* SOURCE PASSAGE
Every chip, based on its target application, has a thermal design power (TDP) target. This is the typical power it can consume without overreaching the acceptable thermal limits in its intended environment. But in order to rate the TDP of a chip, factors such as maximum allowable temperature, and thermal impact on reliability must be well understood.

“Die temperature affects several factors in the chip such as interconnect resistance, mechanical stress, mean time to failure (electromigration) and maximum operating frequency,” said Arvind Shanmugavel, senior director, application engineering at Ansys. “Understanding the impact of temperature on these parameters requires complex multi-physics simulations. For example, the mean time to failure has an exponential dependence on temperature. Electromigration (EM) closure needs to be done with a proper awareness of the spatial temperature of the die. Similarly, temperature affects the resistance of the metal interconnects on the chip.”

He said that performing a true thermal-aware resistance extraction can help predict accurate voltage drops on the chip. And given that temperature also affects the device performance and long term reliability, understanding these interactions with temperature is necessary for simulating reliable circuit models and better predictive analysis.

Application-specific requirements
In addition, requirements specific to the application where temperature is concerned are very important to understand when designing an IC. Mobile ICs have a short operating lifespan, typically two to three years, with a very slim thermal operating margin due to passively cooled enclosures. High-performance computing ICs have a longer operating lifetime—sometimes up to 10 years—but they do have active cooling with heat sinks and fans. In contrast, automotive ICs operate in the harshest thermal environments, especially the ECU electronic components that are exposed to more than 150° C.

“Understanding the end application is critical to performing reliability simulations for these ICs,” Shanmugavel said. But bringing temperature under control is not a trivial task, and he believes a systematic approach should be taken to understanding power consumption, operating environments and reliability requirements. “Starting from an early architectural stage, chip designers need to predict the power profile of the chip for real time vectors. Using these power profiles as guidance, more accurate thermal simulations can be performed with the appropriate activities.”

On one hand, accurate on-chip thermal simulations require proper modeling of the dielectrics and metal interconnect properties, along with the package layout. On the other hand, system-level thermal analysis requires the use of computational fluid dynamic (CFD) type simulations to model air flow and proper boundary conditions.

Coping, rather than controlling
Thermal effects will never go away, no matter how good the design. That makes the best option bringing them under control.

“Previous thermal drivers such as increasing clock speed and switching losses have now been surpassed by increasing functional density and corresponding increases in power density,” said Robin Bornoff, market development manager at Mentor Graphics. These trends have kept thermal management consideration at the forefront of design and will continue to do so.”

Until such time as viable superconductors and superconducting semiconductor materials become available — which is not likely anytime soon — power will be dissipated as part of electrical and electronic processes, Bornoff said. “This power leads to an increase in temperature. Ensuring that temperatures do not exceed maximum rated values involves channeling that heat power away from its source as effectively as possible. There will always be a biggest thermal bottleneck in the heat removal path. Thermal design seeks to remove those bottlenecks in a cost- effective manner, be it employing more thermally efficient thermal interface materials, using heat pipes to transfer the heat to a peripheral heatsink, ducting air through heatsinks, or using a fan to increase the heat transfer effectiveness of heatsinks. There are a plethora of thermal management approaches that can be adopted.”

* DATASET ENTRIES
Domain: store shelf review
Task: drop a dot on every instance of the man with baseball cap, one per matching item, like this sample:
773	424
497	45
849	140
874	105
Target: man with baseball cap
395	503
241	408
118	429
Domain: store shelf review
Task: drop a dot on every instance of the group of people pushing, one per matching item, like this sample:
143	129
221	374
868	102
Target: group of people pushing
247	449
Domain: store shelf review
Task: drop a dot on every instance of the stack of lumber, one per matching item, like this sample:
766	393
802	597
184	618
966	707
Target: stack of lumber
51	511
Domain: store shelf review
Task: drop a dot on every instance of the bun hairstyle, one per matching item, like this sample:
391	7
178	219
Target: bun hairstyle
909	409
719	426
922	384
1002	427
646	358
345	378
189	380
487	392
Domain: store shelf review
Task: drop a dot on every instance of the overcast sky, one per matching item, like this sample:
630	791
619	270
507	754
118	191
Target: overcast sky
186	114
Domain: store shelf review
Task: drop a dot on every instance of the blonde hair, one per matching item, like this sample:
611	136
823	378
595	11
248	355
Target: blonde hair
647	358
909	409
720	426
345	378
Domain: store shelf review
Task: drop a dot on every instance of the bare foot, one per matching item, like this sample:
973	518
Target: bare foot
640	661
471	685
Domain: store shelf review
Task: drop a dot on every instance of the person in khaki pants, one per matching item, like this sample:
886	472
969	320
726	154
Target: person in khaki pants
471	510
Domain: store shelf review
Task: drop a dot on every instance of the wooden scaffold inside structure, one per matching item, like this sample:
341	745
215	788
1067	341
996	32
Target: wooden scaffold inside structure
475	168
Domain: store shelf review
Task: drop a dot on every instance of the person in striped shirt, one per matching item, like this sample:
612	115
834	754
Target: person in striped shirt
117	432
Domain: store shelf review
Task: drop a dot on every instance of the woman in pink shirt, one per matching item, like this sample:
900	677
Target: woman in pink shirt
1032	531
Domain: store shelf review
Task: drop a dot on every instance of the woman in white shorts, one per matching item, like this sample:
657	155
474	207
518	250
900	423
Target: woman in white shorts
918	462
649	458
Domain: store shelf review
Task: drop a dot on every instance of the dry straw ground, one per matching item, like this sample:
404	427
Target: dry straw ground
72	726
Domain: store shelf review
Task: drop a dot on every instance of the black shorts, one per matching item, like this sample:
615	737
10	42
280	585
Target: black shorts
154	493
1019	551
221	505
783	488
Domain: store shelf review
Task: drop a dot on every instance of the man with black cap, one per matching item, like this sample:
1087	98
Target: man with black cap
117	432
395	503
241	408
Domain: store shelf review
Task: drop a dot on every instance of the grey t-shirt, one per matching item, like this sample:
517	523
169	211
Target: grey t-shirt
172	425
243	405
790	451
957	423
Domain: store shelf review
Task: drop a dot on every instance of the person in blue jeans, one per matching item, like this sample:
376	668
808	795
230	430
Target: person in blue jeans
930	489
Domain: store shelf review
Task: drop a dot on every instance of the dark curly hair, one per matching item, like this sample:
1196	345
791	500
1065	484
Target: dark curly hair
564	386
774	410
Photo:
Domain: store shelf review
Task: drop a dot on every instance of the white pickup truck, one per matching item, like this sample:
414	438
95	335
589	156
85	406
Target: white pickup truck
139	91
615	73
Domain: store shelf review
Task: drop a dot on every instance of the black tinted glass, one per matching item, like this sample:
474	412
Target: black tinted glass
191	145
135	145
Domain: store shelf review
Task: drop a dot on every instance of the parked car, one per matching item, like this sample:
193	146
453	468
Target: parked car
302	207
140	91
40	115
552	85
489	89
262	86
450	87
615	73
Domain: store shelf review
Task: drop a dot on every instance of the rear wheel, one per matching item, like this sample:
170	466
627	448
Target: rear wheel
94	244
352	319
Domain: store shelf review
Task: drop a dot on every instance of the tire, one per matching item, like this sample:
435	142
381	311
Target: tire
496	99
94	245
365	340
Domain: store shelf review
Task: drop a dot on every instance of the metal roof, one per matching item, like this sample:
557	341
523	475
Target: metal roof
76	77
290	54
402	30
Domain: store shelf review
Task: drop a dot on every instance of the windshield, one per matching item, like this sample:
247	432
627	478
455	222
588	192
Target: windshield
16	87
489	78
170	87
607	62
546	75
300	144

* WRITTEN REQUEST A
Copy the passage on chip temperature word for word, from "On one hand, accurate" to "proper boundary conditions.".
* WRITTEN REQUEST B
Name every chip factor that the passage on chip temperature says is affected by die temperature in the opening quotation.

* FULL SOLUTION A
On one hand, accurate on-chip thermal simulations require proper modeling of the dielectrics and metal interconnect properties, along with the package layout. On the other hand, system-level thermal analysis requires the use of computational fluid dynamic (CFD) type simulations to model air flow and proper boundary conditions.

* FULL SOLUTION B
- Interconnect resistance
- Mechanical stress
- Mean time to failure (electromigration)
- Maximum operating frequency